> Фрагмент документа
Как моя мама убила прокурора района
КАК МОЯ МАМА УБИЛА ПРОКУРОРА РАЙОНА
Это было давно. В середине 20-го века.
Моей матери исполнилось 17 лет, она закончила строительный техникум и была направлена по распределению в казахские степи.
Распределили ее вместе с подругой. Они и не возражали. Надо, так надо.
Подруга её была девушка более опытная, уверенная в себе, жизнь понимала. Выглядела старше, хоть и были они одного возраста. Для меня она навсегда осталась — тетя Света.
По дороге они заехали к ней на родину, в город Куйбышев.
- Что творят?! Куда детей посылают?! Запричитали мамы, папы и многочисленные тетушки.
- Девчонок зекам на расправу отдавать. Не пущу! - сказала мама тети Светы. И не пустила.

Сохранённые записи

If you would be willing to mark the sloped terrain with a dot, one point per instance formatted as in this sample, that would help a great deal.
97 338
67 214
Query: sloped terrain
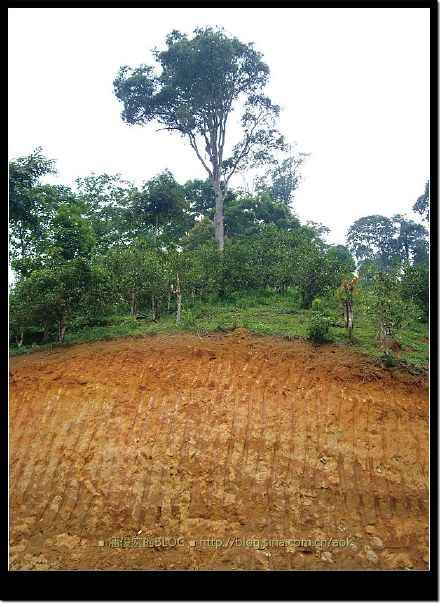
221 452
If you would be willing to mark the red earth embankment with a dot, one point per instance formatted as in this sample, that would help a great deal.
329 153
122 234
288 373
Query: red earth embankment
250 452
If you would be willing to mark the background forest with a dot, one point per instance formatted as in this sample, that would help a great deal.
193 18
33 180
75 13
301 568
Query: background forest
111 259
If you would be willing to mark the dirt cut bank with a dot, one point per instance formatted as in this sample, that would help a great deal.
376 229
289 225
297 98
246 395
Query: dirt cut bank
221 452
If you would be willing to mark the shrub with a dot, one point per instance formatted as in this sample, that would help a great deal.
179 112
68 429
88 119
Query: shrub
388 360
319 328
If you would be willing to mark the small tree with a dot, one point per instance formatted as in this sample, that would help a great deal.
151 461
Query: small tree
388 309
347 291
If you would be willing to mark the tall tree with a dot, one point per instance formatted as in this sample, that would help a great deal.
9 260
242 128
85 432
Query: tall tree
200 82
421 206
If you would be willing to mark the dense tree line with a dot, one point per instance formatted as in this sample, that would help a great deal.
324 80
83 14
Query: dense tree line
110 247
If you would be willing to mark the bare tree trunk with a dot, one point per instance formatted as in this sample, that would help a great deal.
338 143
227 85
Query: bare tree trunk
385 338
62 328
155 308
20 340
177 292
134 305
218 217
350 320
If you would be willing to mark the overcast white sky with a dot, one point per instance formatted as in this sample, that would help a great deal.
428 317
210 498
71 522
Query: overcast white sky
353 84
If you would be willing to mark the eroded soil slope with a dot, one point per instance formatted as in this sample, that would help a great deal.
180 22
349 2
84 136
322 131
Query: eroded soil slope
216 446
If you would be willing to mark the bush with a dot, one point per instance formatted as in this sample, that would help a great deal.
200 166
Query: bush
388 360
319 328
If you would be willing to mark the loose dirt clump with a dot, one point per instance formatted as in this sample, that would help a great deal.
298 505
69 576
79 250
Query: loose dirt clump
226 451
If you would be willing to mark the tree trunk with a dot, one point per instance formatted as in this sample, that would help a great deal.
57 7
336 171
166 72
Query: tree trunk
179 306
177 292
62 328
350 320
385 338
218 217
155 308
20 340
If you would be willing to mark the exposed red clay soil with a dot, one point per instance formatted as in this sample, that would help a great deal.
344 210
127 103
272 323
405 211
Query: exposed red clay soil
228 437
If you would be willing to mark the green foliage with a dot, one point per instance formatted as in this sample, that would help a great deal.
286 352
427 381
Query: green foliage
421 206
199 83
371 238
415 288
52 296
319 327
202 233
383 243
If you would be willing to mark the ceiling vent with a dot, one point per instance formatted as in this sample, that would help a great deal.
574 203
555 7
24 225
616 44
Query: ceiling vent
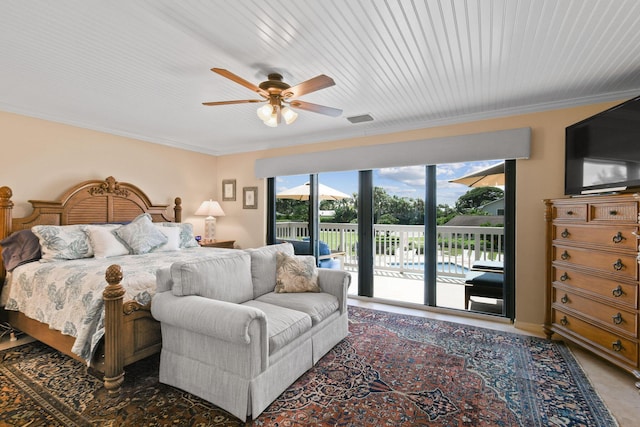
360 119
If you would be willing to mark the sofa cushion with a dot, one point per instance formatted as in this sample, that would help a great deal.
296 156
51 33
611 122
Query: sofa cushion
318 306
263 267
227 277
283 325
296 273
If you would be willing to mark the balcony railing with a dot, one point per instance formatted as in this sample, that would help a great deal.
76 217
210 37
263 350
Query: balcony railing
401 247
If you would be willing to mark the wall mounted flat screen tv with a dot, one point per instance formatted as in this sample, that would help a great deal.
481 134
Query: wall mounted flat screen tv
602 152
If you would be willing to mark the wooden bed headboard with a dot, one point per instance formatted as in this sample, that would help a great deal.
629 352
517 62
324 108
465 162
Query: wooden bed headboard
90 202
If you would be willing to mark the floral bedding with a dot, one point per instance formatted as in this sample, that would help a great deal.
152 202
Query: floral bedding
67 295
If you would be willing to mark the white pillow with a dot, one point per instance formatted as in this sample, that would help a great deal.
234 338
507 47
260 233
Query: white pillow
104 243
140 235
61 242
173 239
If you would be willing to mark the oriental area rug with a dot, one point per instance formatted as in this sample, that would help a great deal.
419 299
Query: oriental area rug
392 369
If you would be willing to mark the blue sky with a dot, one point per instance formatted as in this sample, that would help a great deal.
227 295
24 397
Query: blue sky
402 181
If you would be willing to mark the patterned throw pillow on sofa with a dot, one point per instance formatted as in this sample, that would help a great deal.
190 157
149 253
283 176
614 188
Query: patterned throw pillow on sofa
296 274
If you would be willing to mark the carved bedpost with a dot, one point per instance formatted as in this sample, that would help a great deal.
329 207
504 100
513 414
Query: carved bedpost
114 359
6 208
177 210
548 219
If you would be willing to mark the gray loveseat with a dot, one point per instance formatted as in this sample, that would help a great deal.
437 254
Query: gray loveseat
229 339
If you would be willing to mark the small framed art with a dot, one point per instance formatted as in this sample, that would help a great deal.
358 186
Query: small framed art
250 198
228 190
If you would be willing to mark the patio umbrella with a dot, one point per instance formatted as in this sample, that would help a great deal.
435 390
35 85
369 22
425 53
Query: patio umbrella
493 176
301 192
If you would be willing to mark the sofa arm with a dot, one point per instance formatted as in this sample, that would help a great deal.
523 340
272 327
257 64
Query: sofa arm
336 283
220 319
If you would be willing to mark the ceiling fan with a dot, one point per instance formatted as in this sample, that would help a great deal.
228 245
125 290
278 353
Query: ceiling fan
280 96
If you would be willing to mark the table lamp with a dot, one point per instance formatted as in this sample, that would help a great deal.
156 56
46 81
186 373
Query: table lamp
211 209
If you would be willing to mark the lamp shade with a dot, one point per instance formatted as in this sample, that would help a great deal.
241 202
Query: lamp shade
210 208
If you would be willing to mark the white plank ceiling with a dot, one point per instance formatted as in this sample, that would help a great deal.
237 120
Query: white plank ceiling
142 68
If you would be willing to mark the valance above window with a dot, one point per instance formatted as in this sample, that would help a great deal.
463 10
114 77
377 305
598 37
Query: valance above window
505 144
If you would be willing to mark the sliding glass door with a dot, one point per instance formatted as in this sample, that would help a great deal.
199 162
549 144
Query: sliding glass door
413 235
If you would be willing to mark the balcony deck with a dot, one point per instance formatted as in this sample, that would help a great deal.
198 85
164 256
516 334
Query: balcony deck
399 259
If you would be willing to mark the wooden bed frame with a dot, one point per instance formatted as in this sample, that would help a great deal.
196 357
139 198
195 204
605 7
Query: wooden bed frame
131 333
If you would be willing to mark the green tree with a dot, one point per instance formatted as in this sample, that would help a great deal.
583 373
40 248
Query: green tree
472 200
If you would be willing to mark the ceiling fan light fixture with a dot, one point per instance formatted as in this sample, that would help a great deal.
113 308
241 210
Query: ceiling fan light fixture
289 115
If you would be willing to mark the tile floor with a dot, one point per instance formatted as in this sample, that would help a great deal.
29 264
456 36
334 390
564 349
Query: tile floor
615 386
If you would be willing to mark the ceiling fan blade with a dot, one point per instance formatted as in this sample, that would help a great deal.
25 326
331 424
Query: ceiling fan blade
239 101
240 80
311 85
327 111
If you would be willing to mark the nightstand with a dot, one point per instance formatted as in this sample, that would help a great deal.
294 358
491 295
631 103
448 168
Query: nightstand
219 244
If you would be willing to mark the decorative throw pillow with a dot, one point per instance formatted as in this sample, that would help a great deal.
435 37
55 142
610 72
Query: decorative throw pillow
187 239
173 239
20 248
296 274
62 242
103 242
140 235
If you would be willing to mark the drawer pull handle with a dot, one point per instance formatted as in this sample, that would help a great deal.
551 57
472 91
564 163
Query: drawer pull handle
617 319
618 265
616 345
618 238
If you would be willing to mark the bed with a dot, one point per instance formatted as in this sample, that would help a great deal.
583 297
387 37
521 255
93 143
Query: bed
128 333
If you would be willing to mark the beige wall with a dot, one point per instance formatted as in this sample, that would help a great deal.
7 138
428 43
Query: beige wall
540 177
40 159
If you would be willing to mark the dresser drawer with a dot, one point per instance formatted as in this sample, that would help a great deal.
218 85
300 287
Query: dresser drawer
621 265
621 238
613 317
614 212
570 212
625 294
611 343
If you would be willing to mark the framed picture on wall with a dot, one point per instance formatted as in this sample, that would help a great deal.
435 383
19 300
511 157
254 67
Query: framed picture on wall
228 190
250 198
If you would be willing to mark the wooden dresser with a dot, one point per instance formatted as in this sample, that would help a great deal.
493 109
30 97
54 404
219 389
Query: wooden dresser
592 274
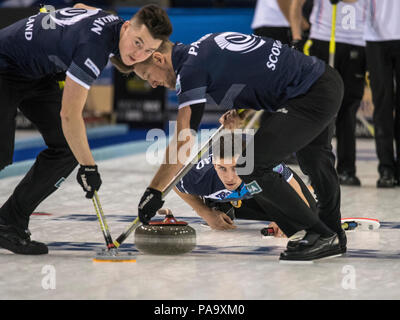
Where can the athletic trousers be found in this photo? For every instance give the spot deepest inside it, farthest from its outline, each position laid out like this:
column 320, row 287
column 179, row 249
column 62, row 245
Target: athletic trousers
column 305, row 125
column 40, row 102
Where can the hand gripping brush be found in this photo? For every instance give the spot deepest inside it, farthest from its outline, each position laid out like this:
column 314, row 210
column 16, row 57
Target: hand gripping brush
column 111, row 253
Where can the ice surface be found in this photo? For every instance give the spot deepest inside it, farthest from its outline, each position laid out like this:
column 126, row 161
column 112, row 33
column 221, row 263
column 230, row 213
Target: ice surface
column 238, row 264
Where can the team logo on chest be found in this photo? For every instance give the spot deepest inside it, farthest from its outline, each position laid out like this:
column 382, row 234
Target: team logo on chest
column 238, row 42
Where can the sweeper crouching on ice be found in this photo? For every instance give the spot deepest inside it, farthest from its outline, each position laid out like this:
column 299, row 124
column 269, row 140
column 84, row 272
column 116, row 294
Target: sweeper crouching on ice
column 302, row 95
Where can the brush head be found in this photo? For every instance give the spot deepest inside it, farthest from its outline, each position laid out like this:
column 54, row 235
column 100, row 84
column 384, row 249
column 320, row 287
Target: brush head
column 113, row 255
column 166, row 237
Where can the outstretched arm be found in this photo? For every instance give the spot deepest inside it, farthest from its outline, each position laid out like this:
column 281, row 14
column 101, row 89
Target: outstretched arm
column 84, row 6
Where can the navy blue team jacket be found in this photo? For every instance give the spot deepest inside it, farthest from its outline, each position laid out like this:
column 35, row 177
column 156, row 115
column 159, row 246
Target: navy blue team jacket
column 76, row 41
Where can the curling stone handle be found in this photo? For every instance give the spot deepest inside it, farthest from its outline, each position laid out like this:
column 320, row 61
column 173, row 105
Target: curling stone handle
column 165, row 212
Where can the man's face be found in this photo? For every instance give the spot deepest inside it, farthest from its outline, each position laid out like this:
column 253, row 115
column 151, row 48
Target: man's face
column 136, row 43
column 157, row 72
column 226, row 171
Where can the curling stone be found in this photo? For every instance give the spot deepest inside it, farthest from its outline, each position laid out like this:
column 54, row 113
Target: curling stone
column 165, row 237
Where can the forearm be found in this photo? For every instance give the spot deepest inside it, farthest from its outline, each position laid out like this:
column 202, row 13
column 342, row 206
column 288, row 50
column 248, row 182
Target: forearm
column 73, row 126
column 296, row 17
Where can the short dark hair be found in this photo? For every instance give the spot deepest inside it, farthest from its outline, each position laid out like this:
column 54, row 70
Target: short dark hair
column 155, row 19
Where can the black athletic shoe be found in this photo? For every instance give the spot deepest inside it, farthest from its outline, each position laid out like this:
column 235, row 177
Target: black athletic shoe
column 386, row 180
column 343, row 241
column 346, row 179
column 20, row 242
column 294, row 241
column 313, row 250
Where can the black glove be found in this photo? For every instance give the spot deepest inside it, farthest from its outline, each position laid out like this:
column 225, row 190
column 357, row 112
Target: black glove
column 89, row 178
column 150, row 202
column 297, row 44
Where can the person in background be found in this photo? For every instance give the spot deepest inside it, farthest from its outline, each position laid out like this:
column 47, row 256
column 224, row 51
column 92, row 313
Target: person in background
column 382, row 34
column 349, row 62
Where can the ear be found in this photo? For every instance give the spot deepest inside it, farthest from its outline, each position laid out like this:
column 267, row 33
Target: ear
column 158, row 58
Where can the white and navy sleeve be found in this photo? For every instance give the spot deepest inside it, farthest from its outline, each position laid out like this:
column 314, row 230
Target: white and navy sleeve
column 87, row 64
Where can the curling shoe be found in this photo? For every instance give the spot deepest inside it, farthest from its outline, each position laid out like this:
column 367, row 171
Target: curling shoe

> Цель упражнения
Верните дословно участок фрагмента документа от слов «Моей матери исполнилось» до слов «в город Куйбышев.» включительно.

> Решение упражнения
Моей матери исполнилось 17 лет, она закончила строительный техникум и была направлена по распределению в казахские степи.
Распределили ее вместе с подругой. Они и не возражали. Надо, так надо.
Подруга её была девушка более опытная, уверенная в себе, жизнь понимала. Выглядела старше, хоть и были они одного возраста. Для меня она навсегда осталась — тетя Света.
По дороге они заехали к ней на родину, в город Куйбышев.